** DATA LISTING follows **
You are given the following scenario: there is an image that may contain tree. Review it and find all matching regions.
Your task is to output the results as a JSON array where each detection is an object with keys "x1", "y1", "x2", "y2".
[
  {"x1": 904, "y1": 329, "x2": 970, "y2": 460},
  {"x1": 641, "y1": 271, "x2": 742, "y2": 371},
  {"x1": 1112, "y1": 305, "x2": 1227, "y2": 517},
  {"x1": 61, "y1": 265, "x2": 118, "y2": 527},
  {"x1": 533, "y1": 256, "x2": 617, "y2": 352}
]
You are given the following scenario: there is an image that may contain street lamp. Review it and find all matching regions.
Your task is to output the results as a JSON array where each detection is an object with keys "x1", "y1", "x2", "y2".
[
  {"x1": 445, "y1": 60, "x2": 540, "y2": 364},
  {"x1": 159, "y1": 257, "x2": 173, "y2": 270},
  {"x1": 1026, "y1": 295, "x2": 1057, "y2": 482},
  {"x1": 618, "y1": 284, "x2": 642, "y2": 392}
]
** End of DATA LISTING **
**WORK ORDER:** Please write out all the data above, exactly as it reads.

**RESULT FOR THIS EXERCISE:**
You are given the following scenario: there is an image that may contain tree. Review it and find all matching regions.
Your task is to output the results as a JSON array where each detection is an object with keys "x1", "y1", "x2", "y2".
[
  {"x1": 904, "y1": 329, "x2": 970, "y2": 460},
  {"x1": 641, "y1": 271, "x2": 742, "y2": 371},
  {"x1": 1112, "y1": 305, "x2": 1227, "y2": 517},
  {"x1": 61, "y1": 265, "x2": 118, "y2": 527},
  {"x1": 533, "y1": 256, "x2": 617, "y2": 352}
]
You are given the following scenario: there is an image that may contain street lamp. Review it and find all matching regions.
Your task is to output the results as a JSON array where each detection is an object with keys "x1", "y1", "x2", "y2".
[
  {"x1": 445, "y1": 60, "x2": 540, "y2": 364},
  {"x1": 159, "y1": 257, "x2": 173, "y2": 270},
  {"x1": 1026, "y1": 295, "x2": 1057, "y2": 482},
  {"x1": 618, "y1": 284, "x2": 642, "y2": 392}
]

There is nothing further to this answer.